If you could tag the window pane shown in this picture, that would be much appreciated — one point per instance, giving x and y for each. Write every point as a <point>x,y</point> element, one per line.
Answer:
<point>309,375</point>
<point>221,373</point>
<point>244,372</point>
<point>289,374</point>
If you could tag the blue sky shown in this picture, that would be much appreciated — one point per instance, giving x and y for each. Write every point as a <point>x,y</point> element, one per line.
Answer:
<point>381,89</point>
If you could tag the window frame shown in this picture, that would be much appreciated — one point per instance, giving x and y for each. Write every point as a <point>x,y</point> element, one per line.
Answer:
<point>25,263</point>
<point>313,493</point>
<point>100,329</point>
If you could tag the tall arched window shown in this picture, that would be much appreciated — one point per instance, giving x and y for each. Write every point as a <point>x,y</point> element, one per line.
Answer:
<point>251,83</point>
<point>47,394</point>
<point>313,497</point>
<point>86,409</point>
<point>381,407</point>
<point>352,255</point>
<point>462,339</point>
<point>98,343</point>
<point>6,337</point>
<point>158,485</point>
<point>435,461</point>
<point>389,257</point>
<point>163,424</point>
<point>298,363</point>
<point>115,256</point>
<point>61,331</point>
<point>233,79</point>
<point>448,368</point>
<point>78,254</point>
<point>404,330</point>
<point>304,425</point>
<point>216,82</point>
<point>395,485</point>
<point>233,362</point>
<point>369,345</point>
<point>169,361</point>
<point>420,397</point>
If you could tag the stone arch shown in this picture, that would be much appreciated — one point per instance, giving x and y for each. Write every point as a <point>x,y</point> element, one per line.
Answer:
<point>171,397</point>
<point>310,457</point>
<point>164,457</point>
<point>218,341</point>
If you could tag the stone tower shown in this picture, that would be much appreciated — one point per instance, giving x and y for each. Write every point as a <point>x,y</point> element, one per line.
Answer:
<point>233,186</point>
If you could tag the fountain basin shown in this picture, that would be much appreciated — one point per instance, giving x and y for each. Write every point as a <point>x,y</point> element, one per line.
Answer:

_____

| YOUR GOAL |
Rewrite the stretch from the line containing "If you could tag the stone tower" through the line containing "<point>233,186</point>" as a Markdown table with the columns Row and Line. Number each row, and leave out any blank lines.

| RESULT BELOW |
| Row | Line |
|---|---|
| 1 | If you could tag the stone tower shown in this picture, that would be much appreciated — one point per instance, giving x and y for each. Write every point as a <point>x,y</point> element, one per line. |
| 2 | Answer: |
| 3 | <point>233,186</point> |